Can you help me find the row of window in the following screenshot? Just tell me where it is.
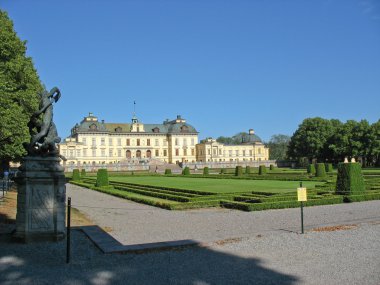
[82,137,196,146]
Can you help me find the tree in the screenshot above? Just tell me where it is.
[266,134,290,160]
[0,10,42,167]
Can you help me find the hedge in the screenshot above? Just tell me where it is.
[336,162,365,195]
[71,169,80,181]
[259,165,267,175]
[315,163,326,177]
[235,166,243,176]
[182,166,190,175]
[95,169,109,187]
[307,163,315,174]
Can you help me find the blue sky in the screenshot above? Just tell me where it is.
[0,0,380,141]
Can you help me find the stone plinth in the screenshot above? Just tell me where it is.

|---|

Express the data above as a Markdown table with the columns Row and Line. Begin at the line that contains "Can you help me find the hedge", stop after the line that contains "[0,0,380,141]", number each row, and leave out blank lines.

- [OUTPUT OF THE EXERCISE]:
| Row | Line |
|---|---|
| 1 | Can you help me find the hedge in the screenshot above? Just tell me where it is. |
| 2 | [336,162,365,195] |
| 3 | [71,169,80,181] |
| 4 | [259,165,267,175] |
| 5 | [315,163,326,177] |
| 6 | [235,166,243,176] |
| 7 | [182,166,190,175] |
| 8 | [95,169,109,187] |
| 9 | [307,163,315,174] |
| 10 | Can you help me find the blue sky in the screenshot above? Just tell me where it is. |
| 11 | [0,0,380,141] |